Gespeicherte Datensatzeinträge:
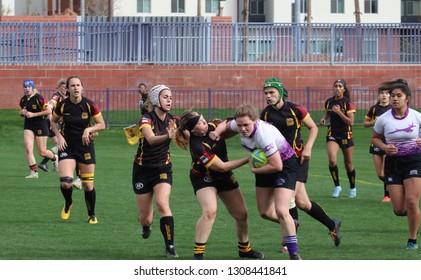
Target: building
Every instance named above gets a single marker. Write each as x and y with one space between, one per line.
283 11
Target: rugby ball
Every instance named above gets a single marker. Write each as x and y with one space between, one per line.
258 158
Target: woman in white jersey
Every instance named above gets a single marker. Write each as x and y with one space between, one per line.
275 182
400 127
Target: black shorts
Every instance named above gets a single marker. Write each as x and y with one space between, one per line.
39 128
397 169
376 151
51 132
144 179
283 179
342 142
80 153
225 182
302 173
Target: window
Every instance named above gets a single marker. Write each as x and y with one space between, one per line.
337 6
143 6
303 6
177 6
370 6
257 7
413 8
212 6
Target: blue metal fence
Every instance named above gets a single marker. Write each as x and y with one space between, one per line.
207 43
120 107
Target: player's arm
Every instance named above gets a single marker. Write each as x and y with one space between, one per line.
221 166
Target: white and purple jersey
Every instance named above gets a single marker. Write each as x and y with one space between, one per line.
266 137
401 132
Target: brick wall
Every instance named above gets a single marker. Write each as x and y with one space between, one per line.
193 77
200 77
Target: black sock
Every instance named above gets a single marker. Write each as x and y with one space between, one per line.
199 248
351 178
294 212
166 225
334 173
317 212
67 194
90 199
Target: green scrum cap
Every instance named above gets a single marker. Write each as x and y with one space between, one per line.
276 83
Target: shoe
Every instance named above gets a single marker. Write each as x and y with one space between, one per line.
284 248
295 257
43 167
336 233
170 252
146 231
65 215
55 163
198 257
297 225
411 246
252 254
32 175
54 149
386 198
336 191
352 193
77 184
92 220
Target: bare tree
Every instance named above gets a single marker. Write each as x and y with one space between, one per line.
245 12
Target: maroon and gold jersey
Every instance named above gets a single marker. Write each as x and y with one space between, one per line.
56 98
288 121
76 117
337 127
156 155
204 151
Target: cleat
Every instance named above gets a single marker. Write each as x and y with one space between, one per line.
43 167
66 214
198 257
170 252
336 233
411 246
146 231
336 191
55 163
32 175
77 184
386 198
353 193
295 257
92 220
297 225
55 149
252 254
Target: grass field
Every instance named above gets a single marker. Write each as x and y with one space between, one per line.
31 227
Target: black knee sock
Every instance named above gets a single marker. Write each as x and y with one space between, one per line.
90 199
334 173
351 178
294 212
67 194
317 212
166 225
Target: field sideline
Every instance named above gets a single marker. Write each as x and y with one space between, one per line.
32 228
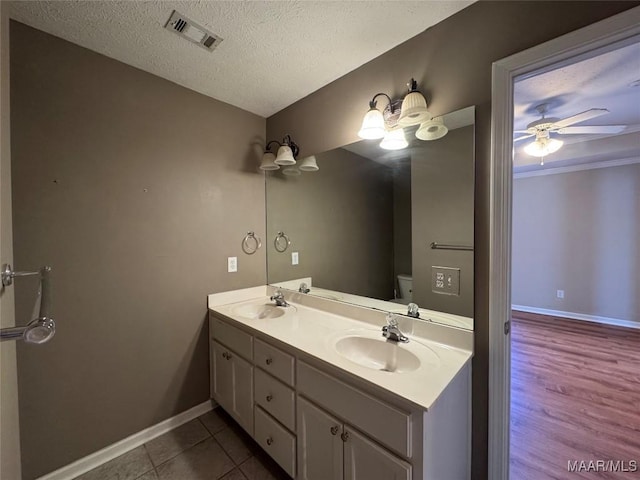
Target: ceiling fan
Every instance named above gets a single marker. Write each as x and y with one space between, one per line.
541 129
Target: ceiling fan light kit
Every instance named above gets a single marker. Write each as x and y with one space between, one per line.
542 129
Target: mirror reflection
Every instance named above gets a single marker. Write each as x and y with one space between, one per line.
381 228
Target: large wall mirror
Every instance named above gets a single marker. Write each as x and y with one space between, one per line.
381 228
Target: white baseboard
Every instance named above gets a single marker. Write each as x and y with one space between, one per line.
96 459
617 322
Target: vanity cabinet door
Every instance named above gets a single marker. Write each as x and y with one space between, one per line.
320 445
364 460
232 384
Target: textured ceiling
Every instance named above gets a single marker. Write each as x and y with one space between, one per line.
608 80
273 53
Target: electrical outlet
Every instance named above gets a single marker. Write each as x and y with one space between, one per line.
232 264
445 280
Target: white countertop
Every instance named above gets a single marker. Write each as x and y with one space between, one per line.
315 331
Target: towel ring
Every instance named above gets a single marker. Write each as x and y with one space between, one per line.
251 243
281 242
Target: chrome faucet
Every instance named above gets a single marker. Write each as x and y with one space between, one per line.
391 331
278 297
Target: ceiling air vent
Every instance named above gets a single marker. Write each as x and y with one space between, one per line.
191 31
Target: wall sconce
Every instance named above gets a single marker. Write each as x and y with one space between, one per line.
287 157
388 124
414 107
432 130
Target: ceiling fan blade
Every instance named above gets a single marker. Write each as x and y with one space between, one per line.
595 129
522 138
580 117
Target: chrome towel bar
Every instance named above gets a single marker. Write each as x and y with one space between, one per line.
40 329
444 246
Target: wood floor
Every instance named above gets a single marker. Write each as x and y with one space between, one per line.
575 395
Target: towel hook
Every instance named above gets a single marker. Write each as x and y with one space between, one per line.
251 243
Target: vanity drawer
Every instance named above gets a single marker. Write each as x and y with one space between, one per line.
276 398
276 441
278 363
232 337
385 423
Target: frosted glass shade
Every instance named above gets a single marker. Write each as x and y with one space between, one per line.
309 164
432 130
268 162
543 146
285 156
414 110
372 125
394 140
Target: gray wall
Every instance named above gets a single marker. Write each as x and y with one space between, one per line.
134 190
578 232
340 220
402 219
9 426
452 62
442 193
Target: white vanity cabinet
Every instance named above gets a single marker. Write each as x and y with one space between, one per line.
331 449
231 374
320 422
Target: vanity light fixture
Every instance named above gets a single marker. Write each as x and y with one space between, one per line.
373 126
432 130
287 153
388 123
543 145
414 107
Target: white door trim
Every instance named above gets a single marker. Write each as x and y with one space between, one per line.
599 37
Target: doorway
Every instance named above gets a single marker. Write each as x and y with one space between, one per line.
598 38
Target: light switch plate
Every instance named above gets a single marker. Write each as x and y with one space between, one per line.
232 264
445 280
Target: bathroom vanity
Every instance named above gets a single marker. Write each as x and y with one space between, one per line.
322 392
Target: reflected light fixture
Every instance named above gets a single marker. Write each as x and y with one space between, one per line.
286 155
414 107
394 140
387 124
543 145
432 130
373 122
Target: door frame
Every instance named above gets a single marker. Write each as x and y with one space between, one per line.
597 38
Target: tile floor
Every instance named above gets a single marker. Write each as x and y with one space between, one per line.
210 447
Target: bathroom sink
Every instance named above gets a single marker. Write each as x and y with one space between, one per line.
254 311
379 354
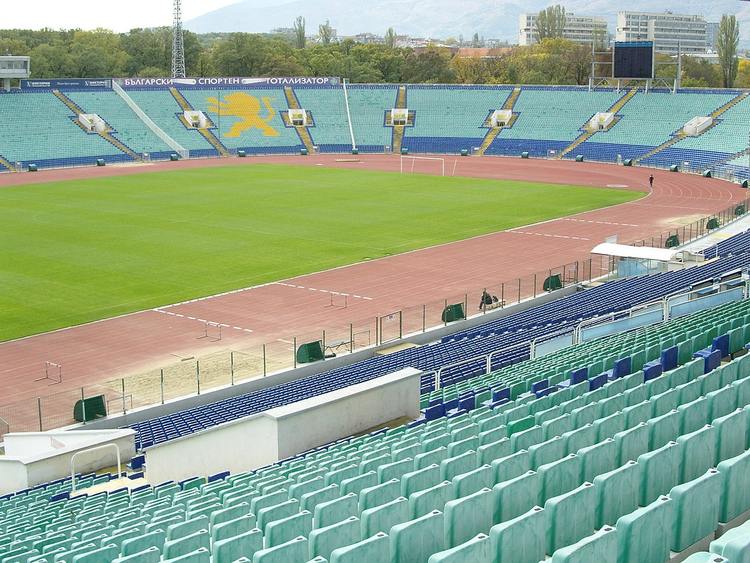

AUFGABENBESCHREIBUNG:
Zähle, wie viele der obigen Zeilen die Zeichenfolge „cabinet“ enthalten, wobei die Groß- und Kleinschreibung zu beachten ist. Gib ausschließlich die Anzahl an.

ERGEBNIS:
2